== The exercise ==
Rewrite the records, from the start through the line with "left=584, top=446, right=696, bottom=494", as a two-column CSV headed input and output, one row per entry: its text in input and its answer in output, each in a quoted field with line breaks replaced by spaces. Leave the pictures out.

Image annotation data
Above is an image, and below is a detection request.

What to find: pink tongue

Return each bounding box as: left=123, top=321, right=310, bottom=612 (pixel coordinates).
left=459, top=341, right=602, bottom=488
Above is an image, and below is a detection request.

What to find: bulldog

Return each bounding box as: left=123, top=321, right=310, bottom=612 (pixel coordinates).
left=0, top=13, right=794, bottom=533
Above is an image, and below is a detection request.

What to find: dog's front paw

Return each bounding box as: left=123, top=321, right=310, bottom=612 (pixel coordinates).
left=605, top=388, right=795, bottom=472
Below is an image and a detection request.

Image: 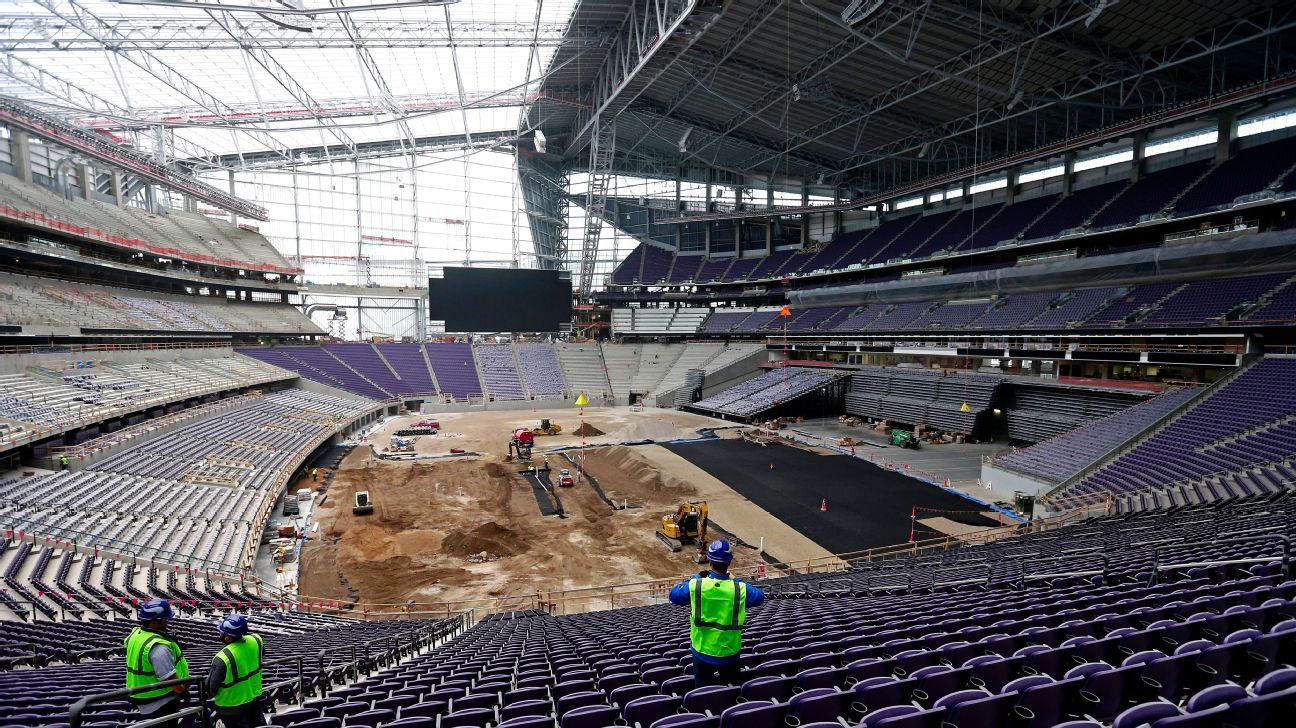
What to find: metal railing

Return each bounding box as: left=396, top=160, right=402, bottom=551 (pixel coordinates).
left=67, top=675, right=211, bottom=728
left=1148, top=534, right=1292, bottom=587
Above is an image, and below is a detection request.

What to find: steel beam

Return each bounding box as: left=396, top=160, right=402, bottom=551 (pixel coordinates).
left=207, top=10, right=355, bottom=156
left=841, top=8, right=1296, bottom=192
left=0, top=54, right=219, bottom=158
left=0, top=15, right=601, bottom=54
left=35, top=0, right=290, bottom=165
left=175, top=130, right=517, bottom=170
left=0, top=100, right=268, bottom=220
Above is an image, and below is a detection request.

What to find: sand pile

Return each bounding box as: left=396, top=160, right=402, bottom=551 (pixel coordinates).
left=612, top=420, right=697, bottom=442
left=441, top=521, right=524, bottom=557
left=584, top=446, right=696, bottom=494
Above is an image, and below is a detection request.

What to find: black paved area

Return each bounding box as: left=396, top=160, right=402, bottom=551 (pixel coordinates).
left=662, top=440, right=995, bottom=553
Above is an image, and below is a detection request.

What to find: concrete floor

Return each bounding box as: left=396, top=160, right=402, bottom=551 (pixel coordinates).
left=783, top=417, right=1012, bottom=503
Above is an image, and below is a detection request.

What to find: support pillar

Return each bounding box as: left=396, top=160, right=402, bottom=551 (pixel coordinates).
left=1216, top=109, right=1238, bottom=165
left=1130, top=132, right=1147, bottom=183
left=76, top=165, right=95, bottom=199
left=108, top=170, right=126, bottom=207
left=9, top=133, right=31, bottom=183
left=1061, top=152, right=1076, bottom=197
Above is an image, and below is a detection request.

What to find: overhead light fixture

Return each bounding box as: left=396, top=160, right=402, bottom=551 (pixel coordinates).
left=841, top=0, right=886, bottom=26
left=679, top=127, right=693, bottom=154
left=1085, top=0, right=1108, bottom=27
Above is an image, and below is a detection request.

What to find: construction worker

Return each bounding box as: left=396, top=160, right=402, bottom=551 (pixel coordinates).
left=124, top=598, right=189, bottom=728
left=207, top=614, right=266, bottom=728
left=670, top=539, right=765, bottom=688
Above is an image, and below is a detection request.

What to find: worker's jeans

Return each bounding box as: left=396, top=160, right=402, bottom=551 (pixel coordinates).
left=693, top=657, right=739, bottom=688
left=219, top=701, right=266, bottom=728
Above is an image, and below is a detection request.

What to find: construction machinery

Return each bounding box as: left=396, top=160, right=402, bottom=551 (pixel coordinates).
left=890, top=430, right=918, bottom=449
left=531, top=417, right=562, bottom=435
left=507, top=427, right=535, bottom=462
left=657, top=500, right=709, bottom=563
left=351, top=491, right=373, bottom=516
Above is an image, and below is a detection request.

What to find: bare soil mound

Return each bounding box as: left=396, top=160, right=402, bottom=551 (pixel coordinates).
left=612, top=418, right=697, bottom=442
left=441, top=521, right=525, bottom=556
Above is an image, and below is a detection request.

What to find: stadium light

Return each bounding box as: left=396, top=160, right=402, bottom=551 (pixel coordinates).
left=841, top=0, right=885, bottom=26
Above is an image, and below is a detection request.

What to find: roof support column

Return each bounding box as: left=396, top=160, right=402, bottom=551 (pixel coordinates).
left=9, top=133, right=31, bottom=183
left=702, top=167, right=715, bottom=255
left=1130, top=132, right=1147, bottom=183
left=108, top=170, right=126, bottom=207
left=76, top=165, right=93, bottom=201
left=1216, top=109, right=1238, bottom=165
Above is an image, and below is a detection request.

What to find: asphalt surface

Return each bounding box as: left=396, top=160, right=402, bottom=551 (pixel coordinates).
left=662, top=440, right=995, bottom=553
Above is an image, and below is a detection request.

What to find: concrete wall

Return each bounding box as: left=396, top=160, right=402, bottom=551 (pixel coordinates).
left=0, top=346, right=235, bottom=374
left=981, top=462, right=1054, bottom=494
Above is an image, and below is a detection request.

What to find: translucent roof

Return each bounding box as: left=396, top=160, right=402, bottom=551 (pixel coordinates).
left=0, top=0, right=577, bottom=161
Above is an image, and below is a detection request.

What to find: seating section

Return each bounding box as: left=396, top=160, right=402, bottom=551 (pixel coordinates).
left=473, top=343, right=525, bottom=399
left=516, top=343, right=568, bottom=399
left=612, top=139, right=1296, bottom=285
left=846, top=367, right=1003, bottom=437
left=1050, top=356, right=1296, bottom=508
left=0, top=352, right=292, bottom=447
left=0, top=390, right=367, bottom=601
left=424, top=343, right=482, bottom=400
left=612, top=308, right=710, bottom=336
left=0, top=273, right=324, bottom=336
left=553, top=342, right=612, bottom=404
left=128, top=489, right=1296, bottom=728
left=994, top=387, right=1201, bottom=483
left=236, top=343, right=520, bottom=402
left=689, top=367, right=850, bottom=417
left=673, top=271, right=1296, bottom=336
left=1137, top=273, right=1292, bottom=326
left=0, top=614, right=454, bottom=727
left=0, top=175, right=302, bottom=275
left=1007, top=385, right=1171, bottom=443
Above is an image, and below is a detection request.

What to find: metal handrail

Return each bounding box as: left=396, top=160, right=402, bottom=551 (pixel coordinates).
left=1148, top=525, right=1292, bottom=587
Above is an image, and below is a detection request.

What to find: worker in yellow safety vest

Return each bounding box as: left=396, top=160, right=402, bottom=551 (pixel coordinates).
left=124, top=598, right=189, bottom=728
left=207, top=614, right=266, bottom=728
left=670, top=539, right=765, bottom=688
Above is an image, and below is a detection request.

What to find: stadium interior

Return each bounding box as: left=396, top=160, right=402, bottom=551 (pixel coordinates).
left=0, top=0, right=1296, bottom=728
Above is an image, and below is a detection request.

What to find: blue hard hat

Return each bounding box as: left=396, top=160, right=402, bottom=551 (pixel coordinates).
left=706, top=539, right=734, bottom=563
left=139, top=598, right=175, bottom=622
left=216, top=614, right=248, bottom=637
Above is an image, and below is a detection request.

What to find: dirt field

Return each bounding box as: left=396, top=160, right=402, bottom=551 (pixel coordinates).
left=369, top=407, right=734, bottom=457
left=299, top=435, right=725, bottom=604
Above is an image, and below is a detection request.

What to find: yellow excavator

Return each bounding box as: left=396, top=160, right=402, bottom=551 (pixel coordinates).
left=531, top=417, right=562, bottom=435
left=657, top=500, right=709, bottom=563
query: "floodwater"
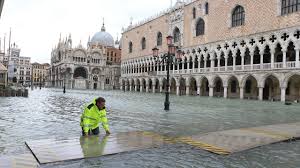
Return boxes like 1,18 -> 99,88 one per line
0,88 -> 300,168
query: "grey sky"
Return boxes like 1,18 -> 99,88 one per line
0,0 -> 175,63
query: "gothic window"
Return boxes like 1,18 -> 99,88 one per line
281,0 -> 300,15
230,80 -> 236,93
196,18 -> 205,36
141,37 -> 146,50
193,7 -> 196,19
173,27 -> 180,43
205,2 -> 208,15
246,80 -> 252,93
231,5 -> 245,27
156,32 -> 162,46
128,42 -> 132,53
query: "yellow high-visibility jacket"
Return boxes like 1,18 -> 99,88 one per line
80,99 -> 109,133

== Solution to this exercise ==
input,output
"Above is an image, and below is a detection request. What to find: pink tongue Return each bounding box as: left=123, top=321, right=310, bottom=612 (pixel coordinates).","left=459, top=341, right=602, bottom=488"
"Above is an image, and below is a detection request. What to find: bulldog Return each bounding box as: left=123, top=321, right=310, bottom=612 (pixel coordinates).","left=0, top=13, right=794, bottom=533"
"Above is an image, and below is a detection request. What to find: dog's front paw Return each bounding box as: left=123, top=321, right=310, bottom=612 (pixel coordinates).","left=605, top=388, right=795, bottom=472"
"Below is an image and a detection request. Image: What to find: metal railing Return each bounding box as: left=396, top=160, right=402, bottom=551 (pixel coordinates).","left=67, top=675, right=211, bottom=728 left=1148, top=534, right=1292, bottom=587"
"Above is an image, and below is a detection request. What to find: steel beam Return each bounding box as: left=396, top=160, right=402, bottom=551 (pixel coordinates).","left=207, top=10, right=355, bottom=156 left=841, top=8, right=1296, bottom=192 left=0, top=54, right=219, bottom=158 left=0, top=15, right=601, bottom=54 left=35, top=0, right=290, bottom=165 left=175, top=130, right=517, bottom=170 left=0, top=100, right=268, bottom=220"
"Above is an image, and below is a detection request. What to find: sand pile Return each bounding box as: left=396, top=160, right=402, bottom=551 (pixel coordinates).","left=612, top=420, right=697, bottom=442 left=441, top=521, right=524, bottom=557 left=584, top=446, right=696, bottom=494"